#### Requirements:
Copy every one of the rows below word for word, changing nothing.
──────── Material provided ────────
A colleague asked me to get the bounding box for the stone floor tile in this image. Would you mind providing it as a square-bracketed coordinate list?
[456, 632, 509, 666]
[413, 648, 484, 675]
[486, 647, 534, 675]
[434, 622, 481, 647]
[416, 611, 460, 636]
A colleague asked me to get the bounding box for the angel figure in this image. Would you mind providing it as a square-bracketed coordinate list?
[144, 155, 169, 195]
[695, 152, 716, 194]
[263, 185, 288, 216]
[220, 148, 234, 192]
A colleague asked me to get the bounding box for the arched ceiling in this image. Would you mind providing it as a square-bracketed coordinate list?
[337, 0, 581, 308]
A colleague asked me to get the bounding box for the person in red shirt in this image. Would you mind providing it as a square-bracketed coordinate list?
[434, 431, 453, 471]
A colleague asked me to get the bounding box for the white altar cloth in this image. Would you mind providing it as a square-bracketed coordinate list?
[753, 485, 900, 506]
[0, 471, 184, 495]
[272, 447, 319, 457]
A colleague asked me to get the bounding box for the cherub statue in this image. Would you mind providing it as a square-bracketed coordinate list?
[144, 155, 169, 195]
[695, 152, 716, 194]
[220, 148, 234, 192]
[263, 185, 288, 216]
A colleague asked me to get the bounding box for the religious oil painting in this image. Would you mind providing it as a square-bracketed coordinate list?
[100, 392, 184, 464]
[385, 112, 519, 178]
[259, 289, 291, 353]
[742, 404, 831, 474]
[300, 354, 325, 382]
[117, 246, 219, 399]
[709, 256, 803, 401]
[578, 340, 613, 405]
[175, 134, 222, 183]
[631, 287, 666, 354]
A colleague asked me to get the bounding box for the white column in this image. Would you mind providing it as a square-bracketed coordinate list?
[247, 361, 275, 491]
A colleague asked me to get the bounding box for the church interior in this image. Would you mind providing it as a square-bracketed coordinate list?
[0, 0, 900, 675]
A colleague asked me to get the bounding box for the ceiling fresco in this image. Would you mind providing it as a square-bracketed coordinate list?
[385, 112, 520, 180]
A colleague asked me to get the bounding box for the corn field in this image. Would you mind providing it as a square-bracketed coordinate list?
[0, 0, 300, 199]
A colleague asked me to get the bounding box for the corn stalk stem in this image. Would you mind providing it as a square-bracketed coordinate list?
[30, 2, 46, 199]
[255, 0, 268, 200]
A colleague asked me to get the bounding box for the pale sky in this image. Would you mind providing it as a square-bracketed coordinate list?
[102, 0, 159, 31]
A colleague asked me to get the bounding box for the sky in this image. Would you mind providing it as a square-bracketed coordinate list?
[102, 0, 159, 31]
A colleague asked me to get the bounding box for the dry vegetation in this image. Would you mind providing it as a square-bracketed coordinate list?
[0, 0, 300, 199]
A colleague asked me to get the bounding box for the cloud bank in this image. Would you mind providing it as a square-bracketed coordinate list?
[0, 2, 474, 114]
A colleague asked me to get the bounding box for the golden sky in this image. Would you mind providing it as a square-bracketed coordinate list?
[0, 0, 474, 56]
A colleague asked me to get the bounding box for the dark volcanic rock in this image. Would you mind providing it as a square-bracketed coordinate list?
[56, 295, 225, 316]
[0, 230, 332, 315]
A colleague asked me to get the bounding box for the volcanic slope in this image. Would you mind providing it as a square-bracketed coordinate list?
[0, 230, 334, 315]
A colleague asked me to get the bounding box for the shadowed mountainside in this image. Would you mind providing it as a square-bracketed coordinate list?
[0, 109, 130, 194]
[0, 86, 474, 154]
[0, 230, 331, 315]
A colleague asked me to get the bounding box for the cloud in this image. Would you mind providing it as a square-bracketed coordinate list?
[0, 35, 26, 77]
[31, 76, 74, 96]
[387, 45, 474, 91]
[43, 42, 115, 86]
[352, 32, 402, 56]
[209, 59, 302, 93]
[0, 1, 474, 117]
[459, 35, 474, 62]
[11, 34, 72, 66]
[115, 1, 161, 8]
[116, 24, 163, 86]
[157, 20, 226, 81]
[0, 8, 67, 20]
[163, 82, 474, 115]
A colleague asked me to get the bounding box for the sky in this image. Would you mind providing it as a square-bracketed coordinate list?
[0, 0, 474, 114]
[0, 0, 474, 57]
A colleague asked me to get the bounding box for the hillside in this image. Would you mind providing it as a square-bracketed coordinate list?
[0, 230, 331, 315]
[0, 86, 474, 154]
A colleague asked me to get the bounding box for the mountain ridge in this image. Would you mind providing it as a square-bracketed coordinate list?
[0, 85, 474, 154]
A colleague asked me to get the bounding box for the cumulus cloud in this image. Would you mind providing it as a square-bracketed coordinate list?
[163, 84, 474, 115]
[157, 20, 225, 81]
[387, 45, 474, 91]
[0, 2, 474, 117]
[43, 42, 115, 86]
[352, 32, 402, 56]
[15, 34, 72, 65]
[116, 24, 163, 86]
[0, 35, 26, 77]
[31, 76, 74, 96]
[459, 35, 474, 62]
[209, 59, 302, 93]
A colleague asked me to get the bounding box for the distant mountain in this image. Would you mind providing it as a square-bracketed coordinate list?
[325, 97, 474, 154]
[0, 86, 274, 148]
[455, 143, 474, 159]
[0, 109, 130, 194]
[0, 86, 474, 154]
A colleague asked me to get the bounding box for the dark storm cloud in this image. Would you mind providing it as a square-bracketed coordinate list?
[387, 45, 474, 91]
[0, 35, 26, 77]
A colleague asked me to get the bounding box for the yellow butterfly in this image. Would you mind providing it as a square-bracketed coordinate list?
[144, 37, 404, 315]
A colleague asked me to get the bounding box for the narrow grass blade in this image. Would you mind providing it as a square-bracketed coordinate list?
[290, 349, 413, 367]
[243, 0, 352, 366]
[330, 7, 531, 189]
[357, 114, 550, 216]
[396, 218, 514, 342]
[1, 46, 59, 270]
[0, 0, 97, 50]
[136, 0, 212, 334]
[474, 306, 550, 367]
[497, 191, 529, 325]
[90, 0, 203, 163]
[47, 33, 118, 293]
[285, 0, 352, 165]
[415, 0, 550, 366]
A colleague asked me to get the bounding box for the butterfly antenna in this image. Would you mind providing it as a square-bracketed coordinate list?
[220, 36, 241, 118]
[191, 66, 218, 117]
────────
#### Exercise response:
A colleague asked me to get the bounding box for the stone floor tile in this image. Would you mind providing it as a square-bracketed coordinate list?
[456, 632, 509, 666]
[413, 648, 484, 675]
[486, 647, 534, 675]
[434, 622, 481, 647]
[416, 611, 460, 636]
A colleague asked me to get the bounding box for the angel figure in this image. Would you mind providing it as a square-bracketed coordinate list?
[144, 155, 169, 195]
[695, 152, 716, 194]
[263, 185, 288, 216]
[220, 148, 234, 192]
A colleague asked me to get the bounding box for the arched ceiling in this image. Would you mind providing it as a square-bracketed coordinate list?
[337, 0, 581, 308]
A colleague asked me to get the bounding box for the person in red shirt in this image. Would you mind providing it as a square-bracketed coordinate list?
[434, 431, 453, 471]
A colleague asked me to get the bounding box for the white altar cloth in this image. Would you mind providing it as a square-bracketed coordinate list?
[753, 485, 900, 506]
[0, 471, 184, 495]
[272, 447, 319, 457]
A colleague asked me to get the bounding box for the cherub statue in this image. Would you mind providing it as a square-bracketed coordinate list?
[144, 155, 169, 195]
[695, 152, 716, 194]
[220, 148, 234, 192]
[263, 185, 288, 216]
A colleague asked me to get the bounding box for the religious oil painting in this image. Would you mind providing it as a square-bracketed coordinate list?
[100, 392, 184, 464]
[385, 112, 519, 178]
[259, 289, 291, 353]
[742, 404, 831, 474]
[300, 354, 325, 382]
[117, 246, 219, 399]
[709, 256, 803, 401]
[578, 340, 613, 405]
[175, 134, 222, 183]
[631, 287, 666, 354]
A colleague asked me to get the bounding box for the white column in this image. Would you mind providing it as a square-bracketed coordinate list?
[247, 361, 275, 491]
A colleague asked me to get the bounding box for the church interior in this image. Would you mind providing it as a square-bracketed coordinate list?
[0, 0, 900, 675]
A colleague asked me to get the bounding box for the ceiling fresco in this image. Would you mind providing it as a square-bracketed coordinate list?
[385, 112, 520, 180]
A colleague asked me to get the bounding box for the corn field in this image. Would you mind providing it as a square-bracketed coordinate list?
[0, 0, 300, 199]
A colleague asked me to get the bounding box for the corn stalk stem in this image. Would you mind providing it as a square-bracketed coordinate list?
[30, 2, 46, 199]
[255, 0, 268, 200]
A colleague asked me to get the bounding box for the pale sky in this image. Would you mind providing it as a square-bracketed coordinate list?
[102, 0, 159, 31]
A colleague asked me to get the bounding box for the sky in this image. Would you mind providing it as a square-bracketed coordinate list?
[102, 0, 159, 31]
A colleague asked me to get the bounding box for the dry vegetation in this image. Would you mind providing it as a square-bracketed coordinate list?
[0, 0, 300, 199]
A colleague asked me to get the bounding box for the cloud bank in this image. Would you mind providing it as a square-bracketed coordinate list?
[0, 2, 474, 114]
A colleague asked me to get the bounding box for the golden sky in this image. Would you mind providing it as a square-bracketed coordinate list?
[0, 0, 474, 56]
A colleague asked me to get the bounding box for the dark volcanic rock in this image. Would you mind providing it as a square-bracketed coordinate list?
[56, 295, 225, 316]
[0, 230, 332, 315]
A colleague asked me to get the bounding box for the volcanic slope in this image. Would you mind providing it as a square-bracketed coordinate list?
[0, 230, 334, 315]
A colleague asked me to get the bounding box for the shadowed mountainside in this image. Would you mind providing it as a square-bracketed coordinate list?
[0, 109, 130, 194]
[0, 86, 474, 154]
[0, 230, 331, 315]
A colleague asked me to get the bounding box for the cloud in this image. Would you mind providing it as a square-bracketed coordinate list?
[0, 35, 26, 77]
[31, 76, 74, 96]
[387, 45, 474, 91]
[43, 42, 115, 86]
[352, 32, 402, 56]
[209, 59, 302, 93]
[0, 1, 474, 117]
[459, 35, 474, 62]
[11, 34, 72, 66]
[115, 1, 161, 8]
[116, 24, 163, 86]
[157, 20, 226, 81]
[0, 8, 67, 20]
[163, 82, 474, 115]
A colleague asked me to get the bounding box for the sky in this image. Would you mind providing it as a square-bracketed coordinate list?
[0, 0, 474, 114]
[0, 0, 474, 57]
A colleague asked me to get the bounding box for the hillside in this image. Would you mind providing it as a square-bracketed coordinate list?
[0, 230, 331, 315]
[0, 86, 474, 154]
A colleague asked me to get the bounding box for the mountain ridge in this image. Would you mind providing it as a square-bracketed coordinate list?
[0, 85, 474, 154]
A colleague asked me to get the bounding box for the cumulus cloud in this image. Would you mind providing it as a square-bracketed coordinate list?
[163, 84, 474, 115]
[157, 20, 225, 81]
[387, 45, 474, 91]
[0, 2, 474, 117]
[43, 42, 115, 86]
[352, 32, 402, 56]
[15, 34, 72, 65]
[116, 24, 163, 86]
[0, 35, 26, 77]
[31, 76, 74, 96]
[459, 35, 474, 62]
[209, 59, 302, 93]
A colleague asked me to get the bounding box for the distant mountain in this image. Would you mind providing it as a square-bracketed coordinate list?
[325, 97, 474, 154]
[0, 86, 274, 148]
[455, 143, 474, 159]
[0, 109, 130, 194]
[0, 86, 474, 154]
A colleague asked me to get the bounding box for the dark storm cloud in this image. Would you mind providing it as a square-bracketed coordinate list?
[387, 45, 474, 91]
[0, 35, 26, 77]
A colleague asked me to get the bounding box for the yellow butterfly in this image. Would you mind providing it as a square-bracketed coordinate list?
[144, 37, 404, 315]
A colleague asked me to get the bounding box for the narrow grass blade in this image. Would you mind providing it as a square-bracketed coordinate list?
[290, 349, 413, 367]
[243, 0, 352, 366]
[330, 7, 531, 189]
[357, 114, 550, 216]
[396, 218, 514, 342]
[1, 46, 59, 270]
[0, 0, 97, 50]
[136, 0, 212, 334]
[474, 306, 550, 367]
[497, 191, 529, 325]
[90, 0, 203, 163]
[47, 33, 118, 293]
[285, 0, 352, 165]
[415, 0, 550, 366]
A colleague asked me to get the bounding box for the butterfly antenna in this image. Would you mind providing it as a square-bracketed coordinate list?
[220, 36, 241, 118]
[191, 66, 218, 117]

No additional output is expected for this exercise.